WHAT IS REQUIRED: Copy the data below line for line, without changing anything.

THE INPUT:
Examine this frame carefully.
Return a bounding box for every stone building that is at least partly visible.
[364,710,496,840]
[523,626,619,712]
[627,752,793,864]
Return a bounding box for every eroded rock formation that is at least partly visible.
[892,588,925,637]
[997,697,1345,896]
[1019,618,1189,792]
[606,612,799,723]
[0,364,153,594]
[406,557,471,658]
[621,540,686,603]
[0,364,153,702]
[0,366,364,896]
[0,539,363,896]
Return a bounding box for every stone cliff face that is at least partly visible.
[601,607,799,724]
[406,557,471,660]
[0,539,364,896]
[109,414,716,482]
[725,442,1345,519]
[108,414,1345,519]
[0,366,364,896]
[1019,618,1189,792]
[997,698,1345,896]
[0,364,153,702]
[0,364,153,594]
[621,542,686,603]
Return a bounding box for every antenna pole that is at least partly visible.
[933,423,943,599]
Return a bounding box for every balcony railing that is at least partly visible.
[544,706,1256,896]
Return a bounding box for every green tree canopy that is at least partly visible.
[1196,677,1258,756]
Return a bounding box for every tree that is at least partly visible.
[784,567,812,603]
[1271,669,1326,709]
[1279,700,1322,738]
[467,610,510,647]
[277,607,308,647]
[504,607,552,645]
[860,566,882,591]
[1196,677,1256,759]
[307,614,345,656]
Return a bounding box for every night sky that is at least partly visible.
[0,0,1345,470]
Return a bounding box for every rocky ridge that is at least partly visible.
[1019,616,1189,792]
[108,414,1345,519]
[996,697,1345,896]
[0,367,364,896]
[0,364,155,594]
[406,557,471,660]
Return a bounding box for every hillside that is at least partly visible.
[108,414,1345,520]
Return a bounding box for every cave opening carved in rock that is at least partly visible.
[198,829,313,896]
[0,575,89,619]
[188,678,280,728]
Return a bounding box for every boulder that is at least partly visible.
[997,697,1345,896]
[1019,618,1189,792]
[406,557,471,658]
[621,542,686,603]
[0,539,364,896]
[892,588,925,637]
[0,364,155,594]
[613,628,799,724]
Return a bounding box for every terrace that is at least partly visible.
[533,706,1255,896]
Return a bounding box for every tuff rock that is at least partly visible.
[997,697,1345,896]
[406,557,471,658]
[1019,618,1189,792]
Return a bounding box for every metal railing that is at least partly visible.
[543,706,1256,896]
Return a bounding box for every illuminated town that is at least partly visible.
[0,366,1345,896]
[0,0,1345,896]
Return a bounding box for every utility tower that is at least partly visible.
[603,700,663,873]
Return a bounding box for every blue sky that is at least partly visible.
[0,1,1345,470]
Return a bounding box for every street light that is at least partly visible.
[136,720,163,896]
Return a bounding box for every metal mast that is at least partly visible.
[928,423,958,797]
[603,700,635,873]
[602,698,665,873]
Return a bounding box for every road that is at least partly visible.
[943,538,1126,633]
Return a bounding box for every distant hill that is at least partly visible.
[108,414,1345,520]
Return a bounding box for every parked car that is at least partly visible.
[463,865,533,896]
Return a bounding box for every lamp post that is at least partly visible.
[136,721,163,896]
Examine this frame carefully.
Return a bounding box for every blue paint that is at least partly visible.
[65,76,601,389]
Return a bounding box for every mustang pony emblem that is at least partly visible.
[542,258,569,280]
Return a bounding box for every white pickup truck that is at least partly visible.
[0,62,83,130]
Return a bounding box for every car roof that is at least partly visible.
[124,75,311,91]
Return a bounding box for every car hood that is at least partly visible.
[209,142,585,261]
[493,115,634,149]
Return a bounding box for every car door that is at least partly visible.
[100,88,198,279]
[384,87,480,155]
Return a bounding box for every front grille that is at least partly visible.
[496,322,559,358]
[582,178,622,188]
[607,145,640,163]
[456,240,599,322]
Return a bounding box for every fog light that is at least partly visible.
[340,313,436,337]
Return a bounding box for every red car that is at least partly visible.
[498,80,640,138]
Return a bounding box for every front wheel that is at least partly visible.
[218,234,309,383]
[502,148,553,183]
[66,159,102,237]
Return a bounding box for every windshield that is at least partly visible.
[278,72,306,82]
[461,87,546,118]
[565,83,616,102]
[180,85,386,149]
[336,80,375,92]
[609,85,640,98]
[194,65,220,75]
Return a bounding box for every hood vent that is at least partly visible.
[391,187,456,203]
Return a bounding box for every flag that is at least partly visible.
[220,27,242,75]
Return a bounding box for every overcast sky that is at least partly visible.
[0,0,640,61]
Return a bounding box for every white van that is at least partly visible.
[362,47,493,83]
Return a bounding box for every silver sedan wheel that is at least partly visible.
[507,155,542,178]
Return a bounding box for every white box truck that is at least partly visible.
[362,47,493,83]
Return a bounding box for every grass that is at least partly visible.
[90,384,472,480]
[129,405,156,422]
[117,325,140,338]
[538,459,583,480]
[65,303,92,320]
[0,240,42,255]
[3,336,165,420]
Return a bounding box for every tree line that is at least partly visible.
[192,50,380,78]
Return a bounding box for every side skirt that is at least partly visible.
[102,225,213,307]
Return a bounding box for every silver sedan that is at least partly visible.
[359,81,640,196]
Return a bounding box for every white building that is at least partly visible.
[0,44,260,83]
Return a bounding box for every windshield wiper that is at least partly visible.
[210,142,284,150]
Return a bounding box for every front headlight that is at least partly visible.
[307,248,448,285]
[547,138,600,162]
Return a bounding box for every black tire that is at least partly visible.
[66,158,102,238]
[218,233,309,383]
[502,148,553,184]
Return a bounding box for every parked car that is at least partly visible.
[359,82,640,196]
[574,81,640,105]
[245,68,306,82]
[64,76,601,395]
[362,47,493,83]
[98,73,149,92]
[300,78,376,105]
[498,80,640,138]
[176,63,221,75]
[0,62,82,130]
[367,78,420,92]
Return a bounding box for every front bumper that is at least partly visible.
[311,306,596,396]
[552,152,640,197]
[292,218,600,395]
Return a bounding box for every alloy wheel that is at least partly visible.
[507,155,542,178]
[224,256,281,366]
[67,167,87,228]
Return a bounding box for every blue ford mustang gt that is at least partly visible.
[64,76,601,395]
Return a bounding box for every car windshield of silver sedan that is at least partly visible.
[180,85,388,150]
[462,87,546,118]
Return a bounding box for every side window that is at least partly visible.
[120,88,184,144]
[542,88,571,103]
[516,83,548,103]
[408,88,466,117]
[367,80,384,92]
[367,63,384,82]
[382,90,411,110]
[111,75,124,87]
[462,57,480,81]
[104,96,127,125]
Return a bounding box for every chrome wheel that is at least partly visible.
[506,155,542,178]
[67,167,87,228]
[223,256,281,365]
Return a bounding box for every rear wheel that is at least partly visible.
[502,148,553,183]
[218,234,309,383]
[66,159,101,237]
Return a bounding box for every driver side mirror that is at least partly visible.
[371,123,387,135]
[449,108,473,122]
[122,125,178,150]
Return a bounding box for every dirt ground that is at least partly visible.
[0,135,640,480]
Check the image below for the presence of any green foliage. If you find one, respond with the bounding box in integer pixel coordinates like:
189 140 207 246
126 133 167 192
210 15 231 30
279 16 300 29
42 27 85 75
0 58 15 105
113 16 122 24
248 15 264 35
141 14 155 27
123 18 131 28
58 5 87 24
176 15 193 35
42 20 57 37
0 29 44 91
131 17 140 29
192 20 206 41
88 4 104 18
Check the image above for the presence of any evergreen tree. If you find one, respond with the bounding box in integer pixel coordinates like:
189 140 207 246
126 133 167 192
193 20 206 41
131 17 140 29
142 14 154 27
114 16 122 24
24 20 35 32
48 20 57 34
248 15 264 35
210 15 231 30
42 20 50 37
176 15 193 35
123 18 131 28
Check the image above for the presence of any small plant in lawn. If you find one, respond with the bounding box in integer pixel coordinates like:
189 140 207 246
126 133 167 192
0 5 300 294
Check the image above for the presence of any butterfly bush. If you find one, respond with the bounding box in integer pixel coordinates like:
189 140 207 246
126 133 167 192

OUTPUT:
Examine this frame carefully.
Return a bounding box for every stone building that is at least partly visible.
[364,710,496,840]
[523,626,619,712]
[627,752,793,864]
Return a bounding box for every eroded rock formation that is at least partly visible.
[892,588,925,637]
[997,697,1345,896]
[1019,618,1189,792]
[606,612,799,723]
[0,364,153,594]
[406,557,471,658]
[621,540,686,603]
[0,364,153,702]
[0,366,364,896]
[0,539,363,896]
Return a bounding box for every stone cliff face that is at least partly visible.
[601,607,799,724]
[406,557,471,660]
[0,539,364,896]
[109,414,716,482]
[725,442,1345,519]
[108,414,1345,519]
[0,366,364,896]
[1019,618,1189,792]
[997,698,1345,896]
[0,364,153,702]
[0,364,153,594]
[621,542,686,603]
Return a bounding box for every antenna pole that is at least partly visible.
[933,423,943,599]
Return a bounding box for every balcony railing that is at least partly visible.
[544,706,1256,896]
Return a bounding box for every green tree canopy that is at least partly visible.
[1196,677,1258,756]
Return a bounding box for every tree that is at least partly visible.
[784,567,812,603]
[1271,669,1326,709]
[1279,700,1322,738]
[467,610,510,647]
[277,607,308,647]
[504,607,552,645]
[860,566,882,591]
[1196,677,1256,759]
[307,614,345,656]
Return a bounding box for every night sky that is at least partly visible.
[0,0,1345,470]
Return a bounding box for every rocky ridge that is at least partly visible.
[1019,616,1189,792]
[108,414,1345,519]
[996,697,1345,896]
[0,367,364,896]
[0,364,155,594]
[406,557,471,660]
Return a bounding box for every hillside that is at least partly visible.
[108,414,1345,520]
Return a bounding box for every cave opening carved in rock that is at least partly visible.
[198,829,313,896]
[0,575,89,619]
[188,678,280,728]
Return a bounding box for every boulder that is at least partly visible.
[997,697,1345,896]
[1019,618,1189,792]
[406,557,471,658]
[621,542,686,603]
[0,539,364,896]
[892,588,925,637]
[0,364,155,594]
[613,628,799,724]
Return a bounding box for every terrace that is at least partly visible.
[533,706,1255,896]
Return a bounding box for every tuff rock that is at least partly visible.
[997,697,1345,896]
[406,557,471,658]
[1019,618,1189,792]
Return a bounding box for every metal railing that is at least partly visible.
[543,706,1256,896]
Return a bounding box for every illuminated town that is at least partly visible.
[0,366,1345,896]
[0,0,1345,896]
Return a bounding box for every utility tower that is at least partly visible.
[603,700,663,873]
Return a bounding box for every blue sky that is at least partly visible.
[0,1,1345,470]
Return a bounding box for every street light that is at least partly visible.
[136,720,163,896]
Return a bounding box for every metal mast that is at least partly visible.
[928,423,958,797]
[603,700,635,873]
[602,698,665,873]
Return a bounding box for every road that is at least partly visible.
[943,538,1126,633]
Return a bounding box for every distant hill that is at least partly visible.
[108,414,1345,520]
Return a bounding box for every parked car that is at least partly visible.
[463,865,533,896]
Return a bounding box for every lamp post that is at least partly visible.
[136,721,163,896]
Examine this frame carefully.
Return a bounding box for every blue paint that is at least partly visible.
[65,76,601,389]
Return a bounding box for every mustang pony emblem that is at least partly visible.
[542,258,569,280]
Return a bounding box for every white pickup truck that is at least partly visible.
[0,62,83,130]
Return a bounding box for every car roof that is at least partly visible.
[124,75,311,91]
Return a bounding box for every car hood that is at least partly visible.
[209,142,585,261]
[493,115,634,149]
Return a bounding box for every car door that is at least partly visible.
[100,88,198,279]
[384,87,480,155]
Return a bounding box for every front grille that is at least partly visible.
[496,322,559,358]
[582,178,622,188]
[607,145,640,163]
[456,240,599,322]
Return a bounding box for every fog light that is at least partly visible.
[340,313,436,337]
Return a bounding box for every red car that is at least partly visible.
[498,80,640,138]
Return a bounding box for every front wheel that is at least partly visible.
[218,234,309,383]
[502,148,553,183]
[66,159,102,237]
Return a bounding box for every windshield that is at least partly visible.
[278,72,306,82]
[461,87,546,118]
[565,83,616,102]
[180,85,386,149]
[336,80,375,92]
[609,85,640,98]
[194,65,220,75]
Return a bounding box for every hood vent that is at least partly visible.
[391,187,456,203]
Return a bounding box for every flag that is at least partly visible.
[220,27,242,75]
Return a bounding box for every overcast sky that is at least partly visible.
[0,0,640,61]
Return a bounding box for every white van that is at least partly visible.
[362,47,493,83]
Return a bounding box for every silver sedan wheel that is at least partly visible.
[507,155,542,178]
Return a bounding box for every white box truck that is at least partly visible.
[362,47,493,83]
Return a bounding box for every grass that is at least partly visible.
[90,384,472,480]
[129,405,156,422]
[117,325,140,338]
[538,459,583,480]
[65,303,92,320]
[0,240,42,255]
[3,336,165,420]
Return a bounding box for every tree line that is at least partly visible.
[192,50,380,78]
Return a bounding box for every side skirt that is at least partly visible.
[102,225,213,307]
Return a bounding box for every silver sedan that is at least partly visible.
[359,81,640,196]
Return a bounding box for every white building that is at least partly visible.
[0,44,260,83]
Return a bounding box for every windshield wiper that is at least partly visible.
[210,142,284,150]
Return a bounding box for every front headlight that is at least partly visible.
[307,248,448,285]
[547,138,600,162]
Return a bounding box for every black tire that is at least partly visible.
[66,158,102,238]
[218,233,309,383]
[502,148,553,184]
Return a bounding box for every parked car that is at least partly visible.
[359,82,640,196]
[574,81,640,105]
[245,68,306,82]
[64,76,601,395]
[362,47,493,83]
[98,73,149,92]
[300,78,376,105]
[498,80,640,138]
[176,63,221,75]
[0,62,82,130]
[367,78,420,92]
Return a bounding box for every front bumper that is at least partly visible.
[311,306,596,396]
[552,152,640,197]
[292,218,600,395]
Return a bounding box for every alloy wheel that is at least partly visible.
[507,155,542,178]
[224,256,281,366]
[67,167,87,228]
Return a bounding box for every blue ford mustang gt that is at least partly visible.
[64,76,601,395]
Return a bounding box for every car windshield of silver sedan that is at least partly visible.
[180,85,388,150]
[462,87,546,118]
Return a bounding box for every side window that is at least partly visible.
[120,88,184,144]
[542,88,571,103]
[516,83,548,103]
[408,88,466,117]
[367,80,384,92]
[367,63,384,82]
[382,90,411,110]
[111,75,124,87]
[462,57,480,81]
[104,96,127,125]
Return a bounding box for every chrome wheel that is at least partly visible.
[506,155,542,178]
[67,167,87,228]
[223,256,281,365]
Return a bounding box for every rear wheel that is at least partly visible.
[502,148,553,183]
[218,234,309,383]
[66,159,101,237]
Return a bounding box for every driver side mirror that is at least partly visible.
[371,123,387,135]
[449,108,473,122]
[122,125,178,150]
Return a bounding box for every dirt ground that is at least partly visible.
[0,135,640,480]
Check the image below for the presence of any green foliage. If you find one, respond with the bounding box in integer pixel coordinates like:
189 140 207 246
126 133 167 192
210 15 231 30
279 16 300 29
42 27 85 75
0 58 15 105
113 16 122 24
248 15 264 35
141 14 155 27
123 18 131 28
58 5 87 24
176 15 193 35
42 20 57 37
0 29 44 91
131 17 140 29
192 20 206 41
88 4 104 18
Check the image above for the presence of any evergreen tree. If you find one, respond with the bounding box in integer pixel coordinates like:
189 140 207 246
126 133 167 192
193 20 206 41
131 17 140 29
142 14 154 27
114 16 122 24
24 20 35 32
48 20 57 34
248 15 264 35
210 15 231 30
42 20 50 37
176 15 193 35
123 18 131 28
Check the image above for the presence of any small plant in lawn. If you find one, respond with the bounding box in integer pixel coordinates like:
189 140 207 246
126 133 167 192
0 5 300 294
Check the image above for the presence of any butterfly bush. If you find one, respond with the bounding box in integer pixel coordinates like:
189 140 207 246
126 133 167 192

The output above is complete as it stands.